▸ **할 일**:
아래 데이터의 모든 줄을 처음부터 끝까지 한 글자도 바꾸지 말고 그대로 옮겨 적으세요.

수집 항목
=======
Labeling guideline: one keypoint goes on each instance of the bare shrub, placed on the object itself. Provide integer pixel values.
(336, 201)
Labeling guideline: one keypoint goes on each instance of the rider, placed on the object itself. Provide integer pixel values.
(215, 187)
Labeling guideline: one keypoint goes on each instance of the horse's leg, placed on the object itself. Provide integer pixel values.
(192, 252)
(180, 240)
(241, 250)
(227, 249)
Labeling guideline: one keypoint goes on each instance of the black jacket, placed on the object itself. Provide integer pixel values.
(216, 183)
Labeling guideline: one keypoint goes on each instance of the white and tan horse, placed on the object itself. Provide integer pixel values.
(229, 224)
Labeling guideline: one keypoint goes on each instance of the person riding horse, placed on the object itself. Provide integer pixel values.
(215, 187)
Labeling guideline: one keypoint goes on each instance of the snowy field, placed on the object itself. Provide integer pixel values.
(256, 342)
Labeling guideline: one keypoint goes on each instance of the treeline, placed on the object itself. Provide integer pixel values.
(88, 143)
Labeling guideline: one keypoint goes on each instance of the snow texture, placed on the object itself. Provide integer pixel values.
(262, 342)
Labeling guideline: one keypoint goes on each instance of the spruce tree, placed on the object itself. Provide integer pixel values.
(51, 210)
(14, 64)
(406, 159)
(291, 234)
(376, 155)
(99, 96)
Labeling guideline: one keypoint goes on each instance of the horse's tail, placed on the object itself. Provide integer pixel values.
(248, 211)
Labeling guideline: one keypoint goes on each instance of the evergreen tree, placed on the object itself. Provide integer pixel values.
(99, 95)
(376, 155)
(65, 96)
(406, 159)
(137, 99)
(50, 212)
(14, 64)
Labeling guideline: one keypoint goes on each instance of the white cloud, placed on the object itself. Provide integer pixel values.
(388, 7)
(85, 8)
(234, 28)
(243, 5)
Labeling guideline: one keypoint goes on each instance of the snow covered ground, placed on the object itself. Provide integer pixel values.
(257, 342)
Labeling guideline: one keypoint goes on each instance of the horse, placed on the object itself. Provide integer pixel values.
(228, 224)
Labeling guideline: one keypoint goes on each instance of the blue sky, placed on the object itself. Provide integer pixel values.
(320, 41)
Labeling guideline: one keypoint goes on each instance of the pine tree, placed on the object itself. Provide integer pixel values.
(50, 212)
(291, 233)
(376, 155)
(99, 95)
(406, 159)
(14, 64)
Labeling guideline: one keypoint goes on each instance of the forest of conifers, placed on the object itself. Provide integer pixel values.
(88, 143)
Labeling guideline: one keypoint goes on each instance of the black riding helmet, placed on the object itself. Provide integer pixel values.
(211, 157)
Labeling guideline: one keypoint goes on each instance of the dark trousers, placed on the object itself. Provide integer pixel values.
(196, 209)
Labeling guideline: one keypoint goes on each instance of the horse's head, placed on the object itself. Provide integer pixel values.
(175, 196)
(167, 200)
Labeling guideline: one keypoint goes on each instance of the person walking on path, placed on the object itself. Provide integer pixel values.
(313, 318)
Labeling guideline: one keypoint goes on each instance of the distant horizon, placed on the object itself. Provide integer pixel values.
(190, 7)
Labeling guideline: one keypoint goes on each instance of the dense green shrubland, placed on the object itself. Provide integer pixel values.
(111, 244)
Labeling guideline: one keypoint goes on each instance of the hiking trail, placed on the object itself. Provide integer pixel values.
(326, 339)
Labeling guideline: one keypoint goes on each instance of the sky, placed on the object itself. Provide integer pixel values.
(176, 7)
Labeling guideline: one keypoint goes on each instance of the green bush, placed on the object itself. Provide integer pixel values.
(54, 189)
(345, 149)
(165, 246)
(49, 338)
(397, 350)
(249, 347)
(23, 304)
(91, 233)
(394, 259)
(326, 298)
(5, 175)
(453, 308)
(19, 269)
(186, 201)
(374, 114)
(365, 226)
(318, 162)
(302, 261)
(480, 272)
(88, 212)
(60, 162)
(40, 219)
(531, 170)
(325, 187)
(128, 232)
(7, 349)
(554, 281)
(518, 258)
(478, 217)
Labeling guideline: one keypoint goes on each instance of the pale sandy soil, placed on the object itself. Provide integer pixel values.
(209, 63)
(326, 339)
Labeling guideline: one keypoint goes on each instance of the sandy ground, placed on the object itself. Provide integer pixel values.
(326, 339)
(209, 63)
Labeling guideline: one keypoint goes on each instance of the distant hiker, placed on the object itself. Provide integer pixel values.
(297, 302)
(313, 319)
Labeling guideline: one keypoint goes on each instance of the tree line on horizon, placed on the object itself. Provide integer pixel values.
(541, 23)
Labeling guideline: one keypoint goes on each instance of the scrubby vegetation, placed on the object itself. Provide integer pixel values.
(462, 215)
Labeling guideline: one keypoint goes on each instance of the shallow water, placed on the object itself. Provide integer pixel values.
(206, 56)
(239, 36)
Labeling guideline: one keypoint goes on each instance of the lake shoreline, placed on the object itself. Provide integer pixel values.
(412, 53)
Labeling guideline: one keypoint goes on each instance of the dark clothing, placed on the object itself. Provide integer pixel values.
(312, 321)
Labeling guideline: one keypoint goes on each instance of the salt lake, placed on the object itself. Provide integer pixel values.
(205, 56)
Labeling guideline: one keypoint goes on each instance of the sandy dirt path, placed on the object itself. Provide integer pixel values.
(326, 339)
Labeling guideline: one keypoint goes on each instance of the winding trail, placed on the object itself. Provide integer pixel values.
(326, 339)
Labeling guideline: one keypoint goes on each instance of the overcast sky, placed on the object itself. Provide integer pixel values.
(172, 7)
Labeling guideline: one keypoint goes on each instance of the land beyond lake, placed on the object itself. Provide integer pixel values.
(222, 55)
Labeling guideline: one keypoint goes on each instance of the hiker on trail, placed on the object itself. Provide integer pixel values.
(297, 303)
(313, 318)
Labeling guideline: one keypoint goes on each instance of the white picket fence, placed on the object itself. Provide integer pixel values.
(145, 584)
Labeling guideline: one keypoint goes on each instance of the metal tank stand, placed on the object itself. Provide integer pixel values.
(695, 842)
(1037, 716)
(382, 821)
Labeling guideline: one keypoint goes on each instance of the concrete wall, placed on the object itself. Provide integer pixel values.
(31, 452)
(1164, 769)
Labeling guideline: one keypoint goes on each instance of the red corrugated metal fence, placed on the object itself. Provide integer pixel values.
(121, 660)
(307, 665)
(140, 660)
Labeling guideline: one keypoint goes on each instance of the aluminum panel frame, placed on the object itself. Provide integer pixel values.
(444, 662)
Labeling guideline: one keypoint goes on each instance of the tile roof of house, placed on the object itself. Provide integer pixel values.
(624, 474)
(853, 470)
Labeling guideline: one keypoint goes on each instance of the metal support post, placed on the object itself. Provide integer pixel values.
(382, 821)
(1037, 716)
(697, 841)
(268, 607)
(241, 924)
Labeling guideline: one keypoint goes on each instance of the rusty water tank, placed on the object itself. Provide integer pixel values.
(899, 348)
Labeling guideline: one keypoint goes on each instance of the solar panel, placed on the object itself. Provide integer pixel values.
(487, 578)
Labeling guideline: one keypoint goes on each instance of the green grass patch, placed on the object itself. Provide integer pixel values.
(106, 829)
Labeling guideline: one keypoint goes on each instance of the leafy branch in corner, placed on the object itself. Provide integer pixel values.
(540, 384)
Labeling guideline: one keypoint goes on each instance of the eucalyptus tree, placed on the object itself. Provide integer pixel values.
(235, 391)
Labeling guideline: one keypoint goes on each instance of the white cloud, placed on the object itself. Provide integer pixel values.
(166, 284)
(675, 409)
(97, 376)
=======
▸ **작성한 답안**:
Labeling guideline: one keypoint goes on each instance of the bare shrub, placed on the object itself. Provide integer pixel values.
(336, 201)
Labeling guideline: one keypoint goes on each instance of the rider, placed on the object itself. Provide integer pixel values.
(215, 187)
Labeling guideline: one keypoint goes on each instance of the horse's leg, placed on the object itself. Provide integer pixel values.
(192, 252)
(180, 240)
(241, 250)
(227, 249)
Labeling guideline: one keypoint goes on each instance of the black jacket, placed on the object itself. Provide integer pixel values.
(216, 183)
Labeling guideline: one keypoint goes on each instance of the white and tan horse, placed on the object itself. Provide integer pixel values.
(229, 224)
Labeling guideline: one keypoint goes on each instance of the person riding horse, placed on the object itself. Provide integer pixel values.
(215, 187)
Labeling guideline: one keypoint goes on each instance of the snowy field, placed on the object itself. Provide integer pixel values.
(256, 342)
Labeling guideline: one keypoint goes on each instance of the treeline, placed on the object itself. Provide integer pixel values.
(88, 143)
Labeling guideline: one keypoint goes on each instance of the snow texture, placed on the object itself. Provide integer pixel values.
(262, 342)
Labeling guideline: one keypoint goes on each instance of the spruce tree, placed on the object itself. Provide integer pixel values.
(51, 210)
(14, 64)
(406, 159)
(291, 234)
(376, 155)
(99, 96)
Labeling guideline: one keypoint goes on each instance of the horse's tail, placed on the object itself. Provide integer pixel values.
(248, 211)
Labeling guideline: one keypoint goes on each instance of the evergreen tree, placed on the object itself. Provide integer pixel values.
(99, 95)
(376, 155)
(65, 96)
(406, 159)
(137, 99)
(50, 212)
(14, 64)
Labeling guideline: one keypoint goes on each instance of the white cloud, placed on the object itself. Provide integer pixel values.
(388, 7)
(85, 8)
(234, 28)
(243, 5)
Labeling guideline: one keypoint goes on each instance of the snow covered ground, placed on the object itself. Provide integer pixel values.
(257, 342)
Labeling guideline: one keypoint goes on each instance of the horse, placed on the object itself. Provide integer pixel values.
(228, 224)
Labeling guideline: one keypoint goes on each instance of the blue sky, placed on the object itself. Provide integer pixel values.
(320, 41)
Labeling guideline: one keypoint goes on each instance of the pine tree, placed on the object itself. Provide integer pixel values.
(50, 212)
(291, 233)
(376, 155)
(99, 95)
(406, 159)
(14, 64)
Labeling guideline: one keypoint goes on each instance of the forest of conifers, placed on the object itself. Provide integer pixel values.
(88, 143)
Labeling guideline: one keypoint goes on each instance of the black riding helmet, placed on the object itself. Provide integer pixel values.
(211, 157)
Labeling guideline: one keypoint goes on each instance of the dark trousers, placed on the object itself. Provide integer pixel values.
(196, 209)
Labeling guideline: one keypoint goes on each instance of the horse's head, placed on the object itself. Provide integer pixel values.
(175, 196)
(167, 200)
Labeling guideline: one keypoint goes on each instance of the person walking on path, placed on the object itself. Provide integer pixel values.
(313, 318)
Labeling guideline: one keypoint goes on each instance of the distant horizon, placed on the object itself. Provide integer pixel values.
(190, 7)
Labeling guideline: one keypoint goes on each instance of the dense green shrubland, placed on the object itself. Provide integer pixel values.
(111, 244)
Labeling guideline: one keypoint goes on each instance of the hiking trail, placed on the object itself. Provide integer pixel values.
(326, 339)
Labeling guideline: one keypoint goes on each instance of the sky, placed on the object itself. Provide integer pixel values.
(176, 7)
Labeling guideline: one keypoint goes on each instance of the green bush, placed on the object itself. Provide integer pixel values.
(54, 189)
(345, 149)
(165, 246)
(49, 338)
(397, 350)
(249, 347)
(23, 304)
(91, 233)
(394, 259)
(326, 298)
(5, 175)
(453, 308)
(19, 269)
(186, 201)
(374, 114)
(365, 226)
(318, 162)
(302, 261)
(480, 272)
(88, 212)
(60, 162)
(40, 219)
(531, 170)
(325, 187)
(128, 232)
(7, 349)
(554, 281)
(518, 258)
(478, 217)
Labeling guideline: one keypoint goes on each instance of the pale sandy soil, placed on the object itself. Provide integer pixel values.
(209, 63)
(326, 339)
Labeling guideline: one keypoint goes on each instance of the sandy ground, placed on the object itself. Provide integer pixel values.
(326, 339)
(209, 63)
Labeling guideline: one keypoint goes on each instance of the distant hiker, placed on the object itself. Provide integer pixel values.
(297, 302)
(313, 319)
Labeling guideline: one keypoint goes on each instance of the tree line on horizon, placed on the object itself. Provide integer pixel values.
(541, 23)
Labeling guideline: one keypoint goes on each instance of the scrubby vegetation, placed on the object itself. Provide integer pixel values.
(462, 215)
Labeling guideline: one keypoint goes on each instance of the shallow water, placed on the object itself. Provide integer pixel values.
(206, 56)
(239, 36)
Labeling guideline: one keypoint goes on each instance of the lake shoreline, placed on the object itself. Provide integer pixel values.
(412, 53)
Labeling guideline: one keypoint goes on each instance of the dark clothing, placed on the object itself. Provide integer pixel values.
(312, 321)
Labeling guideline: one keypoint goes on each instance of the salt lake, placed on the object itself. Provide integer pixel values.
(205, 56)
Labeling guideline: one keypoint goes on each instance of the sandy dirt path, placed on the object itself. Provide integer pixel values.
(326, 339)
Labeling guideline: one keypoint goes on each instance of the winding trail, placed on the object itself. Provide integer pixel values.
(326, 339)
Labeling guideline: one keypoint goes on each instance of the overcast sky, placed on the object itself. Provide integer pixel values.
(172, 7)
Labeling guideline: one keypoint goes on each instance of the land beyond lake, placed on the object itself. Provide integer pixel values.
(222, 55)
Labeling guideline: one keypoint goes on each instance of the hiker on trail, placed on the object itself. Provide integer pixel values.
(297, 303)
(313, 318)
Labeling guideline: one keypoint goes on each instance of the white picket fence, placed on the object itself. Provide integer pixel values.
(145, 584)
Labeling guideline: one keypoint goes on each instance of the metal tank stand, placed on the object itself. Provide integer pixel values.
(695, 842)
(1037, 716)
(382, 821)
Labeling guideline: one keypoint goes on each instance of the concrete wall, placed on the object itself. Provide integer pixel values.
(31, 452)
(1164, 769)
Labeling guideline: one keypoint goes on each instance of the red corrugated metal fence, placed on the object itself. Provide integer pixel values.
(121, 660)
(307, 665)
(140, 660)
Labeling guideline: one keypoint goes on each instance of the aluminum panel frame, placed on the object itself. Provide integer pixel values.
(444, 662)
Labeling guideline: one keypoint goes on each instance of the tile roof of house, placed on the object itself. Provide integer pixel values.
(624, 474)
(853, 470)
Labeling guideline: one keypoint goes on each instance of the metal support post, placed on the object itself. Provide integer pixel values.
(382, 821)
(1037, 716)
(697, 841)
(268, 607)
(241, 924)
Labeling guideline: one keypoint goes on each instance of the rusty water tank, placed on the object itself. Provide integer pixel values.
(899, 348)
Labeling guideline: one keypoint goes on each instance of the solar panel, placed on the object itself. Provide integer pixel values.
(487, 578)
Labeling guideline: one keypoint goes on each instance of the green grass patch, placed on the object itself. Provide integer pixel values.
(106, 829)
Labeling guideline: one keypoint goes on each instance of the leafy branch in corner, placed on the object itself. Provide integer pixel values.
(540, 384)
Labeling guideline: one keypoint goes on each instance of the eucalyptus tree, placed on the object itself. Provide integer pixel values.
(235, 391)
Labeling guideline: one keypoint goes on each instance of the white cloud, placed on the object itself. Provide integer pixel values.
(166, 284)
(675, 409)
(97, 376)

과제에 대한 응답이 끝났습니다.